**Directions for this task:** Reproduce the full listing below unchanged, apart from the pictures.

**Point annotations for photos:**
:::::
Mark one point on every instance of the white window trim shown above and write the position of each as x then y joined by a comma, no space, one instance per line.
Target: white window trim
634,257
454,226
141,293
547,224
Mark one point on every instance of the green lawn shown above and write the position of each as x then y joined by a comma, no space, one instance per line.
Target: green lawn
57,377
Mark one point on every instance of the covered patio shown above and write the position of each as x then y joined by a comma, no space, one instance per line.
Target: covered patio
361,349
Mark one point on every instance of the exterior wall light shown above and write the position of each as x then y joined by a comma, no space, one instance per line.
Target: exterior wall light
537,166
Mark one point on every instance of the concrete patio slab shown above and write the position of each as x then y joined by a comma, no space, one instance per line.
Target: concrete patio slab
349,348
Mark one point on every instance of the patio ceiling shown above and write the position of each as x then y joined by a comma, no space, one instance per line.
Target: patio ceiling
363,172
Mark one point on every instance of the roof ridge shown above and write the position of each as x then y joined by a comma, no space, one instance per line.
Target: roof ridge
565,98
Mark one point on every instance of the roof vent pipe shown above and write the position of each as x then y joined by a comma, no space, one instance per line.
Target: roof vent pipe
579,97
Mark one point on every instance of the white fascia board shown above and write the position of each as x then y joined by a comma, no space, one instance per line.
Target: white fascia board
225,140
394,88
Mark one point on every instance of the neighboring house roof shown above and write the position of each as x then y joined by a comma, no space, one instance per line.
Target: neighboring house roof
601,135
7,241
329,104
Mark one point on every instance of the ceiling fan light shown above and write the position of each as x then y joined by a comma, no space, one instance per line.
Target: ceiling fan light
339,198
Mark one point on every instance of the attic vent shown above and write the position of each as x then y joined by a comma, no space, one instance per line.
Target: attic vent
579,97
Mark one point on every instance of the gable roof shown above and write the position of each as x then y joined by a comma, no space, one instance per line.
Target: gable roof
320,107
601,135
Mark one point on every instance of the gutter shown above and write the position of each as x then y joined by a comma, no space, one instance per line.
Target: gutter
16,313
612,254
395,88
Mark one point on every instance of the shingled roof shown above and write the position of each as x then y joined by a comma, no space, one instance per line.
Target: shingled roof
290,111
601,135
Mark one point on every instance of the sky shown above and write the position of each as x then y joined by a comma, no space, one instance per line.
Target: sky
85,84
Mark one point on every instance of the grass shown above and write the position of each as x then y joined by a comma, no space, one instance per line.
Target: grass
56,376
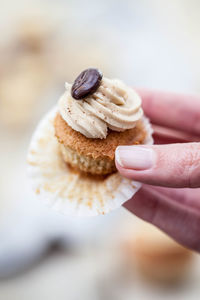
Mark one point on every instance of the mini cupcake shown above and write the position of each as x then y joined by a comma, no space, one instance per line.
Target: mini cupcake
95,116
71,156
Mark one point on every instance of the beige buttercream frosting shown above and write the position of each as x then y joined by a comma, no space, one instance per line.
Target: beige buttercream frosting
113,106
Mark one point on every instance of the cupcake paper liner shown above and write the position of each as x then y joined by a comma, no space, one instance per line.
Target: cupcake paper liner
71,193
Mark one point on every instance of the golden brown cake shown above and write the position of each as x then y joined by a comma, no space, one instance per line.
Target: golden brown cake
95,156
89,129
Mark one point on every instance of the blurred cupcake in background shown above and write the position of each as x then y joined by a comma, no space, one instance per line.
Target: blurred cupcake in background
157,257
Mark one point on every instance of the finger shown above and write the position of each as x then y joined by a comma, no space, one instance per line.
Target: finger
180,222
185,196
172,110
163,135
174,165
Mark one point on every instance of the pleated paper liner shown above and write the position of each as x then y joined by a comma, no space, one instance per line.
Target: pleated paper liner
66,191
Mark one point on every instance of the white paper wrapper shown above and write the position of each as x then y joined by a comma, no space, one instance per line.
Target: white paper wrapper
68,192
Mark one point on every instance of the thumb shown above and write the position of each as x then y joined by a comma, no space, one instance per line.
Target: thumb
174,165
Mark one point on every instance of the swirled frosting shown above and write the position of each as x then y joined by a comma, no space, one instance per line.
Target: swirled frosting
113,106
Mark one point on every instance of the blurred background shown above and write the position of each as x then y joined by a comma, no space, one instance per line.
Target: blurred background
44,255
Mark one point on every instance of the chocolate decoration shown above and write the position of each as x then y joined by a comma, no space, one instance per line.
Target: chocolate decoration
86,83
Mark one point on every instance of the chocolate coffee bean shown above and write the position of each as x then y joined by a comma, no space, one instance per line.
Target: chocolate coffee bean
86,83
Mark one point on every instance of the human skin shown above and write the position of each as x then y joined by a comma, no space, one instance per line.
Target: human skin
170,169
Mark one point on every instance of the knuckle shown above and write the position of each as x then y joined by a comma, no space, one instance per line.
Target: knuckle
191,165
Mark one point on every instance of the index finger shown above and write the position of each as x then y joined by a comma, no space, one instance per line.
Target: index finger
177,111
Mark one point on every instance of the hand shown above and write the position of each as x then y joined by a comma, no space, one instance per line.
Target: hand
170,170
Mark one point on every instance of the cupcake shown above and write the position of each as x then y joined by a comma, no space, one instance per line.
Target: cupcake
95,116
72,152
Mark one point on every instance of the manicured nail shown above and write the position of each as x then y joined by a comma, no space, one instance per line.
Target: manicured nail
135,157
:::::
**Exercise response:**
Mark one point on every instance of the white window trim shown above and write the position of each as x then y joined by a comma, no space, one instance per line.
Target: white window trim
634,257
454,226
141,293
547,224
Mark one point on every instance of the green lawn shown above and write the position of each as x then y joined by a comma, no space, one instance per line.
Target: green lawn
57,377
Mark one point on every instance of the covered patio shown above and write the position of each as x then y joined by a comma, no space, one instance per line.
Target: covered patio
361,349
Mark one point on every instance of the exterior wall light shown above and write the position of each as x then y joined by a comma, no space, one instance per line.
Target: exterior wall light
537,166
Mark one point on every instance of the concrete patio slab shown above and write the position of each as x then y joined by a comma, no space, one instance per line.
Target: concrete patio slab
349,348
Mark one point on every instance of the patio ceiling shown above and write the position of each as x then y joined by a comma, no space, one instance per line.
Target: patio ceiling
363,172
Mark one point on every instance of the roof ridge shown above and write the position of each as x then y joined by a comma, no space, one instance per line.
Target: roof ridge
565,98
Mark one point on every instance of the roof vent pipe shown above and write the position of each as x then y joined by a comma, no space, one instance per line.
Target: roof vent pipe
579,97
Mark one point on every instance of the white fascia board shown above and write the position of each as x then y joined by a comma, no space, one instance per line.
Target: white fascia board
225,140
394,88
Mark one point on every instance of the neighboring house roof shown above and write the position of each as x then y joined by a comma, no space, one instance per line.
Target: neighboring house roof
601,135
7,241
329,104
Mark one point on every instance of the ceiling fan light shown above and write the position of each as x then y joined by a comma, no space, one instance per line.
Target: ceiling fan light
339,198
Mark one point on every instance of the attic vent shown above and write the position of each as x then y joined by a comma, no space, one instance per line.
Target: attic vent
579,97
Mark one point on every instance of the gable roof shown above and write the position of each as x then y joined by a comma, no space, one instance per line.
Target: gable roof
320,107
601,135
Mark one point on every instance of the gutter shown above and write the position of each as x then y joined by a comma, no space, one instance per line.
Target: gutter
16,313
612,254
395,88
Mark one point on every instance of the shingled roof shown above and write the position of each as x then y joined by a comma, no space, one instance per line.
Target: shingled roof
290,111
601,135
Mark one point on every instance of the sky shown above and write the position of each as x then y joined by a comma, no space, one instance per line.
Target: sky
85,84
Mark one point on every instance of the grass shown above and write the position of each as x then y joined by a comma, no space, one instance per line.
Target: grass
56,376
Mark one point on every instance of the mini cupcake shown above and write the position of each as x then y joined by a comma, no space, one instance per line.
Target: mini cupcake
95,116
71,156
Mark one point on every instance of the beige buttercream frosting shown above and write the position of each as x then y joined by a comma, no space, one instance per line.
Target: beige buttercream frosting
113,106
Mark one point on every instance of the cupcake paper liner shown above and write the position of each as x then y joined by a comma, no space, one instance per line.
Target: cupcake paper liner
71,193
Mark one point on every instance of the golden brown cake shown above and write the position of each as x then y joined by a comma, no space, one instance per line.
Target: golden brown cake
95,156
89,129
Mark one point on every instance of the blurred cupcake in background shown above and write the position of each as x then y joined by a comma, no space, one instance per line.
Target: blurred cupcake in background
157,257
Mark one point on every instance of the finger shown above and write the position of each as x then y joined by a comma, no space, one instance per line.
Target: finger
180,222
185,196
172,110
163,135
174,165
Mark one point on every instance of the pleated paper liner shown above and write the position of each as x then y joined by a comma, no space, one instance per line.
Target: pleated paper liner
66,191
Mark one point on every instance of the white paper wrapper shown above and write the position of each as x then y joined by a comma, no space, one instance per line.
Target: white paper wrapper
68,192
Mark one point on every instance of the thumb shown above and write the position of each as x then y joined by a comma, no space, one instance per line.
Target: thumb
174,165
Mark one point on every instance of the swirled frosting shown above and write the position of each as x then y joined by a comma, no space, one instance per line.
Target: swirled frosting
113,106
Mark one point on every instance of the blurred background shown above and write the position of each as x then y joined by a comma, no space, one instance per line.
Target: blurred background
44,255
Mark one point on every instance of the chocolate decoration shown above and write the position of each as x then y joined by a comma, no space, one instance per line.
Target: chocolate decoration
86,83
Mark one point on every instance of the chocolate coffee bean shown above and write the position of each as x then y joined by a comma, no space, one instance per line.
Target: chocolate coffee bean
86,83
Mark one point on every instance of the human skin shown above and write the position of each as x then y joined by a comma, no space, one instance per line.
Target: human skin
170,169
Mark one point on every instance of the knuckle shown above and write the position of each as x then y joined by a comma, no space, one instance per line.
Target: knuckle
191,165
Mark one point on every instance of the index finger shown above and write the position of each as x then y joined by a comma, no space, one instance per line.
Target: index finger
177,111
Mark one point on every instance of the hand shown above and write the position of each as x then y joined by a comma, no space, one instance per line.
Target: hand
170,170
Mark one point on every instance of the cupcake shown above and write the position of each as x then y joined by a comma, no space, one instance per line.
Target: cupcake
95,116
72,152
Mark one point on every instance of the manicured nail shown above and write the position of each as x then y joined by a comma, no space, one instance per line.
Target: manicured nail
135,157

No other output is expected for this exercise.